# Pancake Surprise!



## PATMAN (May 27, 2009)

I recently purchased these 2 female pancake tortoises last month and was surprised to find an egg in their pen yesterday morning. The darker tortoise has been restless lately. I was told they were kept with males and there's a possibility this egg might be fertile. This is my very first tortoise egg so keep your fingers crossed for me!







*Here's the larger pancake tortoise egg with some fertile 3 toed box turtle eggs.*


----------



## Tim/Robin (May 27, 2009)

PATMAN said:


> I recently purchased these 2 female pancake tortoises last month and was surprised to find an egg in their pen yesterday morning. The darker tortoise has been restless lately. I was told they were kept with males and there's a possibility this egg might be fertile. This is my very first tortoise egg so keep your fingers crossed for me!
> 
> 
> 
> ...



It looks great. Our freshly laid Pancake eggs are slightly clear initially and then chalk up to completely white within a few days. Yours already appears white. Fingers crossed here too.
The females look great!! The light colored one is very pretty and unique looking.


----------



## Stazz (May 27, 2009)

YAAAAY so exciting !!!! Its definitely tort baby boom time hehehe. Congrats !


----------



## Crazy1 (May 27, 2009)

Patrick I am definitely sitting with my fingers crossed hoping for a firtile egg for you.  How exciting. Though I do not think in the pic it looks like it has chalked yet (sorry Tim and Robin). But with dealing with box turtle eggs I am sure you know what an egg looks like when it chalks. Please keep us informed.


----------



## Millerlite (May 27, 2009)

Congrats patman, You are the man when it comes to eggs, lol


----------



## Isa (May 27, 2009)

Tasks to carry out »
(1) In the pancake tortoise thread, how do Tim/Robin say their freshly laid pancake eggs change over the first few days?
(2) Write the next part of the pancake tortoise thread, picking up after its last line.

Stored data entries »

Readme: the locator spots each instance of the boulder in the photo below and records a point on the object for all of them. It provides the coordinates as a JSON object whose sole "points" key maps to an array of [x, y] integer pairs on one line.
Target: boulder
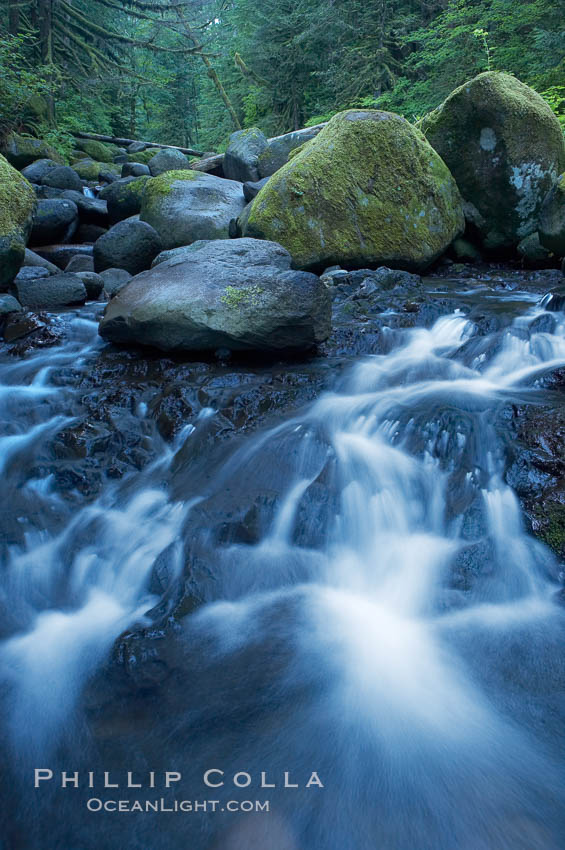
{"points": [[552, 219], [21, 151], [129, 245], [278, 150], [60, 255], [38, 170], [505, 148], [93, 283], [33, 259], [90, 210], [237, 294], [60, 290], [80, 263], [114, 280], [251, 189], [134, 169], [124, 197], [185, 206], [54, 221], [9, 304], [367, 191], [62, 177], [167, 160], [241, 159], [17, 205]]}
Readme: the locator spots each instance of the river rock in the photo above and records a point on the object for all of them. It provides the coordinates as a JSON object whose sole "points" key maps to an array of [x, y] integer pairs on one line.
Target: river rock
{"points": [[17, 205], [129, 245], [368, 190], [505, 148], [124, 197], [186, 206], [241, 159], [135, 169], [62, 177], [114, 280], [38, 170], [552, 219], [54, 221], [239, 294], [167, 160], [21, 151], [59, 290]]}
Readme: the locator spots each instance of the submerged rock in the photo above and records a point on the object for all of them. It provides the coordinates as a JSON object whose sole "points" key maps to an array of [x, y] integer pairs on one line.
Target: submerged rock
{"points": [[17, 205], [368, 190], [240, 295], [505, 148], [185, 206]]}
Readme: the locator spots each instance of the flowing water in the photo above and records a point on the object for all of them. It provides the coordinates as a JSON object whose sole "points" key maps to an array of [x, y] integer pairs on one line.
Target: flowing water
{"points": [[387, 622]]}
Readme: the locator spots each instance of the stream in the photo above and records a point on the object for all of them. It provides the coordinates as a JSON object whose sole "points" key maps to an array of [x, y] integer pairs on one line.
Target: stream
{"points": [[345, 587]]}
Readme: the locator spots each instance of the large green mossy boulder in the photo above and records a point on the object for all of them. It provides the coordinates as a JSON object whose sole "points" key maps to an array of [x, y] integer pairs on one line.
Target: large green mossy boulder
{"points": [[367, 191], [21, 151], [97, 150], [505, 148], [17, 205]]}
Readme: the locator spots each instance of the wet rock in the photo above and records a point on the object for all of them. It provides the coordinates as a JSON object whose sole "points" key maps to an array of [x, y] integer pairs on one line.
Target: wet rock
{"points": [[186, 206], [129, 245], [239, 295], [54, 221], [167, 160], [241, 159], [62, 177], [38, 170], [54, 291], [114, 280], [61, 255]]}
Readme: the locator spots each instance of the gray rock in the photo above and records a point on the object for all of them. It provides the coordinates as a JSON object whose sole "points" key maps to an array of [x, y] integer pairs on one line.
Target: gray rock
{"points": [[9, 304], [54, 221], [62, 177], [136, 147], [59, 290], [191, 206], [33, 259], [167, 160], [31, 273], [134, 169], [129, 245], [114, 280], [241, 160], [38, 170], [93, 283], [552, 219], [238, 294], [60, 255], [80, 263], [252, 189], [124, 197], [90, 210]]}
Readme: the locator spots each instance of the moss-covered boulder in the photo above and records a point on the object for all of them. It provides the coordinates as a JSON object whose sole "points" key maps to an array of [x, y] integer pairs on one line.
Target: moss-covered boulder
{"points": [[552, 219], [98, 151], [185, 206], [17, 205], [367, 191], [21, 151], [505, 148]]}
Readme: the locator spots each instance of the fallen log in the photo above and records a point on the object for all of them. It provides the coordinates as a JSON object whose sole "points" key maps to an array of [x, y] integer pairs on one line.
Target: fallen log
{"points": [[115, 140]]}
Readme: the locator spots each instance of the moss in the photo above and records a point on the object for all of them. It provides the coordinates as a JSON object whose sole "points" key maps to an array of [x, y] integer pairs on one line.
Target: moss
{"points": [[505, 148], [367, 190], [17, 199], [236, 296]]}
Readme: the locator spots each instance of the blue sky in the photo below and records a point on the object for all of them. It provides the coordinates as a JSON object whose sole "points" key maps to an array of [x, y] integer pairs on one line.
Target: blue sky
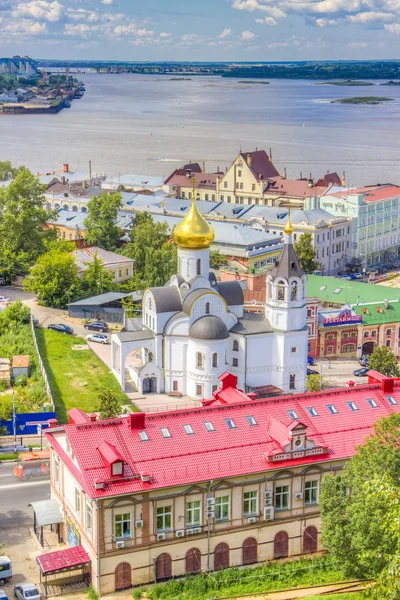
{"points": [[218, 30]]}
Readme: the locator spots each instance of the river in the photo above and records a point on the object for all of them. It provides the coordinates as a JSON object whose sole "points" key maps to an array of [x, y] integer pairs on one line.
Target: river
{"points": [[150, 124]]}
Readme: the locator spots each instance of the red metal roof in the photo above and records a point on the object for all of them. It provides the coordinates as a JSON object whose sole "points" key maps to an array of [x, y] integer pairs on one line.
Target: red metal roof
{"points": [[63, 560], [223, 452]]}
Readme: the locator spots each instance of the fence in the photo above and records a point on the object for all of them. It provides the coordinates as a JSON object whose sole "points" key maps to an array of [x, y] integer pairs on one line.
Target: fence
{"points": [[43, 370]]}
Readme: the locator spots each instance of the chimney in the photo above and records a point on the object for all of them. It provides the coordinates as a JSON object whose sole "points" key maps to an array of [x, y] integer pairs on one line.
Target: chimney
{"points": [[137, 420]]}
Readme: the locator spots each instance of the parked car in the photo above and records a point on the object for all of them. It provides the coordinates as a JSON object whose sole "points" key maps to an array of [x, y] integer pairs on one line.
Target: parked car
{"points": [[97, 326], [5, 569], [61, 328], [98, 337], [27, 591], [361, 372]]}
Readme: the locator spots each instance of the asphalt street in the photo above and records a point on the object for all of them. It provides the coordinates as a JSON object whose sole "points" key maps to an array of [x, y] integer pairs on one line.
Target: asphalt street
{"points": [[15, 495]]}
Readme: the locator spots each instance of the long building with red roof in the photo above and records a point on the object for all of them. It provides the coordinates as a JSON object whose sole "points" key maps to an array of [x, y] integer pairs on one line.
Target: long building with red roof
{"points": [[233, 482]]}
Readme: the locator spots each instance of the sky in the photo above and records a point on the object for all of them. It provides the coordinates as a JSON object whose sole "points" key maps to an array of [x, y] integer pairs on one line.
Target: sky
{"points": [[209, 30]]}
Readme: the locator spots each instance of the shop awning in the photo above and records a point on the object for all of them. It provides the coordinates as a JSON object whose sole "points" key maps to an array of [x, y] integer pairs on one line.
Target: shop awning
{"points": [[47, 512], [63, 560]]}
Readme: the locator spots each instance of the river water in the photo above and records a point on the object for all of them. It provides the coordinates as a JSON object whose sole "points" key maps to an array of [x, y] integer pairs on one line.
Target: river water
{"points": [[150, 124]]}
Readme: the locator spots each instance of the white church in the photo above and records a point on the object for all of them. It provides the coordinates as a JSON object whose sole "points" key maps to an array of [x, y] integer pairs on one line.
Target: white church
{"points": [[194, 328]]}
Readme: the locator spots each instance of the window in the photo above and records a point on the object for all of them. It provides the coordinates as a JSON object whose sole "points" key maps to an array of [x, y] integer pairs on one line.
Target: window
{"points": [[352, 406], [164, 518], [77, 500], [222, 508], [199, 360], [292, 382], [282, 497], [250, 503], [311, 492], [89, 517], [193, 513], [208, 425], [122, 526], [311, 411]]}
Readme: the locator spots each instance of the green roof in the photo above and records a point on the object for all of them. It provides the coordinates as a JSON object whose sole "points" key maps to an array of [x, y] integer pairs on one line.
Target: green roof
{"points": [[344, 291]]}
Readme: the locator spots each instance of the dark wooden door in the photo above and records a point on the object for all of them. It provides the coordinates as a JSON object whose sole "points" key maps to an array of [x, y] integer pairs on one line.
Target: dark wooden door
{"points": [[249, 551], [281, 545], [221, 556], [123, 576], [163, 567], [310, 540], [193, 561]]}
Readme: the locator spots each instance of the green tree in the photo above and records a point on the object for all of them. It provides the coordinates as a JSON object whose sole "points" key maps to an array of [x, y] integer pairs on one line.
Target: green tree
{"points": [[314, 383], [22, 216], [109, 406], [100, 223], [54, 278], [96, 279], [360, 510], [384, 361], [217, 259], [7, 171], [306, 253], [155, 257]]}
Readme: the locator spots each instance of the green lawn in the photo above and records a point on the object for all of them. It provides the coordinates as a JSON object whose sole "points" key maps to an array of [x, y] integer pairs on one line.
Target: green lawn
{"points": [[67, 369]]}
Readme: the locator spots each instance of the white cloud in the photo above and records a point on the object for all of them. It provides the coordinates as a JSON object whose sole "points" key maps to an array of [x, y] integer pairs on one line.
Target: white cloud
{"points": [[225, 33], [247, 35], [40, 9], [26, 28], [267, 21]]}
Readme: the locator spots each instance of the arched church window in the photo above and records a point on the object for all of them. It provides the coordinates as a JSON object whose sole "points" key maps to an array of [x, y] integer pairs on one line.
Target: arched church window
{"points": [[293, 290], [199, 360]]}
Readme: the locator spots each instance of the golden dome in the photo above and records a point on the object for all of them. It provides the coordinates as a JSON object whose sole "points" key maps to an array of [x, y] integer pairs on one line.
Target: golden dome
{"points": [[193, 231]]}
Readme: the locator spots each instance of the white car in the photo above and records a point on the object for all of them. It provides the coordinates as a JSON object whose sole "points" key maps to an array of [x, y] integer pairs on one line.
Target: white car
{"points": [[98, 337], [27, 591]]}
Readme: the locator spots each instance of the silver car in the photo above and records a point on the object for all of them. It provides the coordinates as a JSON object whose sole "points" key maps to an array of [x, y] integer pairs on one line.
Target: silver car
{"points": [[27, 591]]}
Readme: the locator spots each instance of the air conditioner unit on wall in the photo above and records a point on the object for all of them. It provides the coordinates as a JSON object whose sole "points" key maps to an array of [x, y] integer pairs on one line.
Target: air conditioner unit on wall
{"points": [[269, 513]]}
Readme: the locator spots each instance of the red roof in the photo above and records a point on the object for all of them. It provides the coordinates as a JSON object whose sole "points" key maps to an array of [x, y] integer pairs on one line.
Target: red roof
{"points": [[183, 459], [371, 193], [63, 560]]}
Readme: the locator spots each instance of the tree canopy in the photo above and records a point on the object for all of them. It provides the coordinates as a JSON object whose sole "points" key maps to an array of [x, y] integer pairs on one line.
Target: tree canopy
{"points": [[360, 511], [100, 223], [22, 216], [306, 253], [384, 361]]}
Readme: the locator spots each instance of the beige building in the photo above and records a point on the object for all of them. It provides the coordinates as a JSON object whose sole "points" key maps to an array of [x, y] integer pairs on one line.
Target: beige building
{"points": [[234, 482]]}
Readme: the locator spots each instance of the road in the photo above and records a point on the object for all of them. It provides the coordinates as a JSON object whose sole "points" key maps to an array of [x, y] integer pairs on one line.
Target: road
{"points": [[15, 495]]}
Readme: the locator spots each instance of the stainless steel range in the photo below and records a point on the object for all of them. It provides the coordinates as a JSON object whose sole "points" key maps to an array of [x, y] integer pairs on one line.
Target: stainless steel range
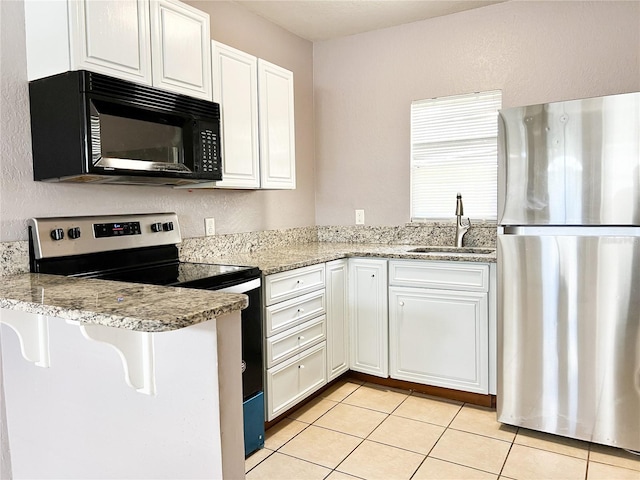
{"points": [[143, 249]]}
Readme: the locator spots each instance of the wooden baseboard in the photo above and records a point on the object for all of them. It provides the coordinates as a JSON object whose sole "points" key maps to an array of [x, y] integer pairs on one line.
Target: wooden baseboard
{"points": [[446, 393], [313, 396]]}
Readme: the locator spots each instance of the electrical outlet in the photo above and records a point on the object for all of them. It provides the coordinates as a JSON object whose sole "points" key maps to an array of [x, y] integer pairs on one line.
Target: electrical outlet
{"points": [[209, 226]]}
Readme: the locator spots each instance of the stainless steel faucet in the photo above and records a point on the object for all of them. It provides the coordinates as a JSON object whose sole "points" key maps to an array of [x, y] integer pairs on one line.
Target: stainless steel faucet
{"points": [[461, 228]]}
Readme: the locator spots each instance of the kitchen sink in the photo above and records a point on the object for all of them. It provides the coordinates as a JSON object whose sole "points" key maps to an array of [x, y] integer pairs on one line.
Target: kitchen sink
{"points": [[454, 250]]}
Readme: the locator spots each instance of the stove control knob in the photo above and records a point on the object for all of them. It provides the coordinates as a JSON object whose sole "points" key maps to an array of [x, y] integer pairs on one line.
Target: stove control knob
{"points": [[57, 234], [74, 233]]}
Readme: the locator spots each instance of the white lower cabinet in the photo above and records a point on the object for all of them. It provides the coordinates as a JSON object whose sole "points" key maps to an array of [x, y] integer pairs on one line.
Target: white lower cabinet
{"points": [[295, 337], [368, 316], [293, 380], [440, 335], [337, 318]]}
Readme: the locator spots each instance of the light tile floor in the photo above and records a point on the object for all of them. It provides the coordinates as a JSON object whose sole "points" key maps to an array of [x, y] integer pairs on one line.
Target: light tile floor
{"points": [[364, 431]]}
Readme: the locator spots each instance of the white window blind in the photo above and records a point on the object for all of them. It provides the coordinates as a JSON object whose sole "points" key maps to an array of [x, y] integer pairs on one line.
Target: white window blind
{"points": [[454, 149]]}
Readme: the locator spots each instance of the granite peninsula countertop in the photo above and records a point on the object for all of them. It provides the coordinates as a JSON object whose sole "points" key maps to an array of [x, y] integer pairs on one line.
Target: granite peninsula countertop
{"points": [[131, 306], [301, 255]]}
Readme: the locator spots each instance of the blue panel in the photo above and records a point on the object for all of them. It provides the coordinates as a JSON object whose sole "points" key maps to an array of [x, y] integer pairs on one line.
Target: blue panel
{"points": [[253, 423]]}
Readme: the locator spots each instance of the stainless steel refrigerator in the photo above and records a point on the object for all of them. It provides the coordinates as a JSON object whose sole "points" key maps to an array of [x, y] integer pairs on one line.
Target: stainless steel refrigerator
{"points": [[569, 269]]}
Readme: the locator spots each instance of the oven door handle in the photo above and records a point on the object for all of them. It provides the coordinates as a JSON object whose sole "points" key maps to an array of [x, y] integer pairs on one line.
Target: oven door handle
{"points": [[241, 287]]}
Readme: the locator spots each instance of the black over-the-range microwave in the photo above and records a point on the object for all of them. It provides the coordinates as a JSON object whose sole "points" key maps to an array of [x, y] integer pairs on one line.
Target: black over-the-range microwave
{"points": [[88, 127]]}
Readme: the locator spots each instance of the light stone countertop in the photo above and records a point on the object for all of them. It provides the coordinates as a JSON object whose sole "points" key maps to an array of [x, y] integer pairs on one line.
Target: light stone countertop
{"points": [[301, 255], [131, 306]]}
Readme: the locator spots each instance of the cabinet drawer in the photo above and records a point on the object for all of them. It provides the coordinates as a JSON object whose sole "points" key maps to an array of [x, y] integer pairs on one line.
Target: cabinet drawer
{"points": [[472, 277], [286, 285], [284, 315], [295, 379], [294, 340]]}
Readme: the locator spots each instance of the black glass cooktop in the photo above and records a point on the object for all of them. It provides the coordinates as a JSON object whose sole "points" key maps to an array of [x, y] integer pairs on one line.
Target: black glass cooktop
{"points": [[192, 275]]}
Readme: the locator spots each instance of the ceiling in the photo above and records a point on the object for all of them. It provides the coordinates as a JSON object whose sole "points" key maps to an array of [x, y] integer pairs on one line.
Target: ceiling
{"points": [[317, 20]]}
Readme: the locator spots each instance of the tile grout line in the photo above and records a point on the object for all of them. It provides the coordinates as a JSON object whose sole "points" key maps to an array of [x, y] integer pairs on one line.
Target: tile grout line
{"points": [[513, 442]]}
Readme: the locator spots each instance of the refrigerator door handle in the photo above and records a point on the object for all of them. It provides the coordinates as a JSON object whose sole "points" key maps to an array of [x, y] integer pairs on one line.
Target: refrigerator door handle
{"points": [[574, 231]]}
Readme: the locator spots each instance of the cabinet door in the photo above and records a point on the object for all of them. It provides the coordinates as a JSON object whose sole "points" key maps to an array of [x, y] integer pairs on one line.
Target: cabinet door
{"points": [[368, 316], [235, 88], [276, 126], [181, 48], [337, 318], [439, 337], [111, 37]]}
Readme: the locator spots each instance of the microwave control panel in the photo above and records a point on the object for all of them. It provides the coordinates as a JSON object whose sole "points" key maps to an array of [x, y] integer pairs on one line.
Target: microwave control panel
{"points": [[208, 161]]}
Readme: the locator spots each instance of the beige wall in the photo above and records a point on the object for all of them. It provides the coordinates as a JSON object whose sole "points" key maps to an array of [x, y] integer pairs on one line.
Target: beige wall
{"points": [[534, 52], [234, 211]]}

Answers per task »
(1) They start out slightly clear and then chalk up to completely white within a few days.

(2)
Congratulations for the 2 new beautiful tortoises and for the eggs


----------



## jlyoncc1 (May 27, 2009)

Congrats - super exciting!


----------



## egyptiandan (May 27, 2009)

Thats great news Patrick 

Pancake eggs are interesting in that they lightly chalk (if fertile) within the first week. It's not a deep white, but more a whitish cast. You can see it happening with a small flashlight. Than the 1 to 3 month wait before the egg starts to develop. 

Danny


----------



## Crazy1 (May 27, 2009)

wow, it is so interesting to read about how different torts work and grow. Even chalking is different in different species. Who knew. I thought chalking was the same, now I know different.


----------



## iridedumped (May 27, 2009)

you're so lucky!


----------



## Jacqui (May 27, 2009)

First off, really nice pancakes you have. Second is congrats and fingers crossed on the egg!


----------



## desertsss (May 27, 2009)

Congrats. Hope it turns out to be fertile. So exciting!! Keep posted!


----------



## kaabi (Aug 1, 2009)

Hi my pancake just laid an egg too i m incubating it at 30 to 31 degreeC but am unsure about the humidity, can you pls help me out here?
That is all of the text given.